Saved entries
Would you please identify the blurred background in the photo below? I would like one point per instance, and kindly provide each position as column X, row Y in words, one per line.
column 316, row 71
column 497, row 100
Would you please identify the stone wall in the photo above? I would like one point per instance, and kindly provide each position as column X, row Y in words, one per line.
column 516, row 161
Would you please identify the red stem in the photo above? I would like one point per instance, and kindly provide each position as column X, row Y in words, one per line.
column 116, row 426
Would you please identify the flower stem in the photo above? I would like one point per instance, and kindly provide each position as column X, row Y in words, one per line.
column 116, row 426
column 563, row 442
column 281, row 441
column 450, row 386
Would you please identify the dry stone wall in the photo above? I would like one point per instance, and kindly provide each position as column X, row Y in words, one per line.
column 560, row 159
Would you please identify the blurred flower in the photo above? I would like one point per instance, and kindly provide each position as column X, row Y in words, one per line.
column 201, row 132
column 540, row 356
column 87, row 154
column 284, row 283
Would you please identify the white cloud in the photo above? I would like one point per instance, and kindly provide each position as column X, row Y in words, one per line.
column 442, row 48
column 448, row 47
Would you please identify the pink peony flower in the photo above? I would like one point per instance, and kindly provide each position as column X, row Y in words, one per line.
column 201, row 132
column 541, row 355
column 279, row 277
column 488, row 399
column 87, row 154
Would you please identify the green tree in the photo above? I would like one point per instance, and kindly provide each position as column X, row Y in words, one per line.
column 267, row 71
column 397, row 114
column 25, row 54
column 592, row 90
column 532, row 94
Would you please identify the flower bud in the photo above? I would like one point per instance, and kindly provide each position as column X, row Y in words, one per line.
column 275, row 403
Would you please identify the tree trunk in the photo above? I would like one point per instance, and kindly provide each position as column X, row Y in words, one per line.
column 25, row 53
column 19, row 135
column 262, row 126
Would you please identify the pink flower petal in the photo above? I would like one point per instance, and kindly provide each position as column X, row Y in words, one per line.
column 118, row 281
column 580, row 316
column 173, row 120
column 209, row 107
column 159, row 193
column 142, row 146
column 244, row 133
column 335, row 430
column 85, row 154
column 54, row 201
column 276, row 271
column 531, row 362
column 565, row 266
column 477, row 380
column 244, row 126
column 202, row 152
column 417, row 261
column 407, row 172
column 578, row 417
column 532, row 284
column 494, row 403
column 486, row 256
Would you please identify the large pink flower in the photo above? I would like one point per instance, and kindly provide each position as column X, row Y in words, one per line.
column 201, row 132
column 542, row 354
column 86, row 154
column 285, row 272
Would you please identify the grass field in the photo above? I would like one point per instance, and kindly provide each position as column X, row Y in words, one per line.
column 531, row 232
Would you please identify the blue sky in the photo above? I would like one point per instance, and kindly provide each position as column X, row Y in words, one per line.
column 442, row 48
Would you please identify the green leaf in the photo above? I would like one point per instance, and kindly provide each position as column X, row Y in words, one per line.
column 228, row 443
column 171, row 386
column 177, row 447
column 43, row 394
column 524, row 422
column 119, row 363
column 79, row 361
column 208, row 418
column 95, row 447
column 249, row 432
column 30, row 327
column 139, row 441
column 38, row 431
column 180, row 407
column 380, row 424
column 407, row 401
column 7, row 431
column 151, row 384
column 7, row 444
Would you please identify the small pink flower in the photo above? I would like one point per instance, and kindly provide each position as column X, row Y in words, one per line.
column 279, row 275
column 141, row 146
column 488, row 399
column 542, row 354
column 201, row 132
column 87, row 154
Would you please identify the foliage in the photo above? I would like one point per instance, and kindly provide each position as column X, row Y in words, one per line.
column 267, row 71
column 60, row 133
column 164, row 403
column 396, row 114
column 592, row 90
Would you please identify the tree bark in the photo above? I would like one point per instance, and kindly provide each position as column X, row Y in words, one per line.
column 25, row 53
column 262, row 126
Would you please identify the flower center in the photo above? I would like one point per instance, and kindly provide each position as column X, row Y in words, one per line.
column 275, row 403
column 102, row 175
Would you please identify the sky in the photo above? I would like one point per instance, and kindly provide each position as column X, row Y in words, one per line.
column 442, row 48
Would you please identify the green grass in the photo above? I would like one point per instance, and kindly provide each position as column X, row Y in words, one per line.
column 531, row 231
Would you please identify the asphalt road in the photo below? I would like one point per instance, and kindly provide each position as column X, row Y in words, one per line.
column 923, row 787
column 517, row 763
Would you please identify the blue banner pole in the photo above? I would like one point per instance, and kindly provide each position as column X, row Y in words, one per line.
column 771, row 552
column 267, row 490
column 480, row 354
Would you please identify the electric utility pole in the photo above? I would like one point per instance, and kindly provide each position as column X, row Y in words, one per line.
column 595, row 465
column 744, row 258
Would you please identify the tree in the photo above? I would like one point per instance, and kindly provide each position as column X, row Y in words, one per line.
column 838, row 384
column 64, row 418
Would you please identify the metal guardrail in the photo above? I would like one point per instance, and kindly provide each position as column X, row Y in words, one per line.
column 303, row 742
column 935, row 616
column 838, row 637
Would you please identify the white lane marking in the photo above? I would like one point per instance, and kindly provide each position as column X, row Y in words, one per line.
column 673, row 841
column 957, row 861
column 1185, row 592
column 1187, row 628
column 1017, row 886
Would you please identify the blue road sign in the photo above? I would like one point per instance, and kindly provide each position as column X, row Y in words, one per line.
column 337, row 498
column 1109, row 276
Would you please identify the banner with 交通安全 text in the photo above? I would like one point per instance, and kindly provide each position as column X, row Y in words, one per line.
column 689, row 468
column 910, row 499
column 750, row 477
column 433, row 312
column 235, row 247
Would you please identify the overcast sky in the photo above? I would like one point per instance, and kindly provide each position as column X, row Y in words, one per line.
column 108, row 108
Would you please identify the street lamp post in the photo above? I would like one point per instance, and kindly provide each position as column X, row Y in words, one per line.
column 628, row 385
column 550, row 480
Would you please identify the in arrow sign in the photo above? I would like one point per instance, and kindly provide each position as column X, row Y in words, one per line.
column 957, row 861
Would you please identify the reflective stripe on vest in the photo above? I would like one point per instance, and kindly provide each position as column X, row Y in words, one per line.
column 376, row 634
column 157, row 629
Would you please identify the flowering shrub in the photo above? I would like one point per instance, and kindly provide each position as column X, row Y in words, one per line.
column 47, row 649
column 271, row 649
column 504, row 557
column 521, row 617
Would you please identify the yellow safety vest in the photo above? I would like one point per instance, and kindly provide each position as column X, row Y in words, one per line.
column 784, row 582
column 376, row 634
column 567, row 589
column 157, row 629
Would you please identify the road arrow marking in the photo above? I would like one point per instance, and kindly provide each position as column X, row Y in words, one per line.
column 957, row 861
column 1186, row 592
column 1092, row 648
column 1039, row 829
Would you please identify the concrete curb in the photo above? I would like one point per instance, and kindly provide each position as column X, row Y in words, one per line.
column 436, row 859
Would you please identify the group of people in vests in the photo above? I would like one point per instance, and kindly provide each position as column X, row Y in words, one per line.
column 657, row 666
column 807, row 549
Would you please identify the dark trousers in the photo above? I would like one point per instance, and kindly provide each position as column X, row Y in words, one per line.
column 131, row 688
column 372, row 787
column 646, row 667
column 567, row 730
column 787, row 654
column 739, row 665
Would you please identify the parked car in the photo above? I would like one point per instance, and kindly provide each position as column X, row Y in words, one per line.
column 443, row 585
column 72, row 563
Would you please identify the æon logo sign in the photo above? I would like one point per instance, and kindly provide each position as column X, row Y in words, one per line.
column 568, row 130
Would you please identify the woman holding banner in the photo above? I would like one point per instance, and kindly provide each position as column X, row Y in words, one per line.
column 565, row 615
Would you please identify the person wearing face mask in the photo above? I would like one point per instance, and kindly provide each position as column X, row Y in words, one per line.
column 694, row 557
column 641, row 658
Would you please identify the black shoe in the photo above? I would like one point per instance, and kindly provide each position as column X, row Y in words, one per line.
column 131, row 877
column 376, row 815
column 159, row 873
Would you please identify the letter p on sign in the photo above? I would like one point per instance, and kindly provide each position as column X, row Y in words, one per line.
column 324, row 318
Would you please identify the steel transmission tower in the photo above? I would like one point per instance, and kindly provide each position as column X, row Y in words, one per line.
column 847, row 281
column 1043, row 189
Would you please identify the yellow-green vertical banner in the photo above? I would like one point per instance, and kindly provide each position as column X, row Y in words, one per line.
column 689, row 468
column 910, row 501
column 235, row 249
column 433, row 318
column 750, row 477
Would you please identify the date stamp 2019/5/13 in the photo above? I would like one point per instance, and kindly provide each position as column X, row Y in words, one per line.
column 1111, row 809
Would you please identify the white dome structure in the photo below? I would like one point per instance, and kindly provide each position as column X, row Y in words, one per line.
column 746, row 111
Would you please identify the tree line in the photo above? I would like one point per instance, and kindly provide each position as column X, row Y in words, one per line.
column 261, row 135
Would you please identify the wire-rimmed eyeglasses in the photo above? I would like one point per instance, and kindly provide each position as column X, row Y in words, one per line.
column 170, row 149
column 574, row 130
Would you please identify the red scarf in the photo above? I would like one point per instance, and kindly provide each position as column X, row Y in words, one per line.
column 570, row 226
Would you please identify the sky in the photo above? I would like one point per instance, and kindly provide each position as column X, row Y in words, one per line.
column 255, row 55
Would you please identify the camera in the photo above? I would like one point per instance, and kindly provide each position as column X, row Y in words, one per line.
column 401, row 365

▶ Work to complete
Beginning at the line containing "Would you please identify the date", repeat each line exactly through the last line of the entries, and include no other lines.

▶ Full response
Would you please identify the date stamp 2019/5/13 in the photo above? I would like one point per instance, and kindly provide each position as column X, row Y in words, one per line.
column 1111, row 809
Would you please identify the white dome structure in the photo below? I would like one point per instance, and kindly provide each position as column X, row Y in words, one per line.
column 746, row 111
Would you please identify the tree line in the photo above? I would like one point per instance, and kindly provide each position as column X, row Y in words, one per line.
column 261, row 135
Would you please identify the wire-rimmed eyeglasses in the photo above? I would like one point per instance, and kindly provide each position as column X, row Y in words, one per line.
column 170, row 149
column 574, row 130
Would you please identify the red scarf in the photo above? I would like one point per instance, and kindly provide each position as column X, row Y in words, one per line.
column 570, row 226
Would you please identify the sky in the photo above? I would like one point per instance, and kindly provide each position as column X, row Y in words, one per line.
column 255, row 55
Would you please identify the camera in the photo above? I would like one point per instance, and kindly provide each position as column X, row Y in words, one per line.
column 401, row 365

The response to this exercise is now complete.